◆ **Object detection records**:
- - - -
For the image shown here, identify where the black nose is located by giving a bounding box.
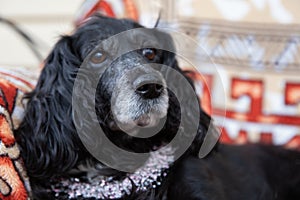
[135,83,164,99]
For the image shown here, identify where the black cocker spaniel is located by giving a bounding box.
[15,16,300,200]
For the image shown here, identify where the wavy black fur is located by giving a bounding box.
[15,16,300,200]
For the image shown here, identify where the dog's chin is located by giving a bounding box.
[109,113,166,137]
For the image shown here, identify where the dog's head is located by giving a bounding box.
[16,16,210,178]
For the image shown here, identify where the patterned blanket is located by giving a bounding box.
[0,68,36,200]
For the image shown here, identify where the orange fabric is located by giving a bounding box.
[0,79,29,200]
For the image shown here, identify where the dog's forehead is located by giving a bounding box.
[91,28,175,54]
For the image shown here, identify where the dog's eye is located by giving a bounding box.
[91,51,106,64]
[142,48,156,60]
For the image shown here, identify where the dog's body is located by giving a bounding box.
[15,16,300,200]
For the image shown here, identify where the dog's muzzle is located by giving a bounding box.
[111,68,168,134]
[133,74,165,99]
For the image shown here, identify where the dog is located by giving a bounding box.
[15,15,300,200]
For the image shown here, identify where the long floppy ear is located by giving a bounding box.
[15,36,82,179]
[162,52,220,158]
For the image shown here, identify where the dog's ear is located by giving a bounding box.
[162,52,220,158]
[15,36,81,179]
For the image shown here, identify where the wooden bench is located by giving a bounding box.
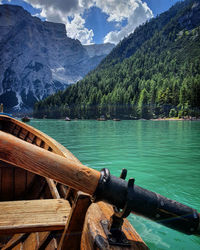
[0,199,71,235]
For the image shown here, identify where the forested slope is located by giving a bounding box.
[34,0,200,119]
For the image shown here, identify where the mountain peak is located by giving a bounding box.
[0,4,112,109]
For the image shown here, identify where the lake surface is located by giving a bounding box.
[30,120,200,250]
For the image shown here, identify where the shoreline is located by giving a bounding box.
[150,117,200,121]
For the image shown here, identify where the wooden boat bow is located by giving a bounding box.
[0,131,200,235]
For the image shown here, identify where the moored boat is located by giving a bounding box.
[0,115,200,250]
[0,115,148,250]
[65,117,71,122]
[22,115,30,122]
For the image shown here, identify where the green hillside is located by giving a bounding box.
[34,0,200,119]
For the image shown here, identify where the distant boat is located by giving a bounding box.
[22,115,31,122]
[97,115,107,121]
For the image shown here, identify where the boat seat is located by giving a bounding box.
[0,199,71,235]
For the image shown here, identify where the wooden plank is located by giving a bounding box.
[0,167,14,201]
[58,192,91,250]
[0,199,71,234]
[23,233,38,250]
[19,128,29,140]
[46,178,60,199]
[14,167,27,200]
[45,238,58,250]
[2,234,28,250]
[12,242,24,250]
[81,202,148,250]
[26,171,35,189]
[0,131,101,194]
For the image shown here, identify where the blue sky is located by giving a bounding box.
[0,0,178,44]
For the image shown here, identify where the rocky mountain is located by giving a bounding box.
[35,0,200,119]
[0,5,114,110]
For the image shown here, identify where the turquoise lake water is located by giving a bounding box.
[30,120,200,250]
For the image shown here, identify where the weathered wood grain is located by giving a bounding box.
[58,192,91,250]
[81,202,148,250]
[0,199,71,234]
[0,131,100,194]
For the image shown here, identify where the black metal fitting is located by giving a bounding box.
[95,169,200,235]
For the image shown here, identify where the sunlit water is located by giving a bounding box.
[30,120,200,250]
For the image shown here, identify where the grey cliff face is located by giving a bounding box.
[0,5,114,110]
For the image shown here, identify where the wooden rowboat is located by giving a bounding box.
[0,115,148,250]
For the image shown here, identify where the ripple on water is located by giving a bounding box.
[31,120,200,250]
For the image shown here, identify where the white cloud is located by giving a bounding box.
[23,0,153,44]
[104,1,153,44]
[66,14,94,44]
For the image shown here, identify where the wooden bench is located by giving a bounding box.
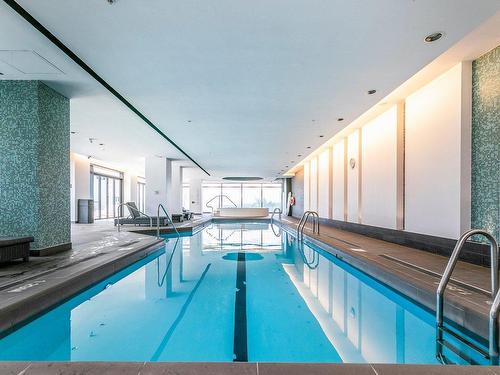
- - - -
◆ **REQUIRED TASK**:
Write out again the stretch from the start of the records through the line containing "[0,79,29,200]", keeping the requests, and shift every bounding box coordinate in the answers by adding 62 to it. Leave the pictures out.

◆ **RESPONSE**:
For the image shown here, identify where the black nose is located by giving a bounding box.
[197,145,226,161]
For the image shown here, identify where the black cocker spaniel is located by giving a bounding box.
[77,78,362,262]
For the image shown here, identify where the wavy black fur is located by giving a bounding box.
[77,78,362,262]
For the image shown here, identify where the dog's chin is located by giving a bounding box.
[171,175,228,199]
For the image shown here, identify where the dog's head is located by giving a bounding box.
[78,78,272,240]
For the image shown here, identify where the patterned blanket is located by giving a bounding box.
[62,130,98,262]
For the image shown here, identify where the orange fabric is located by giving a bounding box.
[62,141,91,262]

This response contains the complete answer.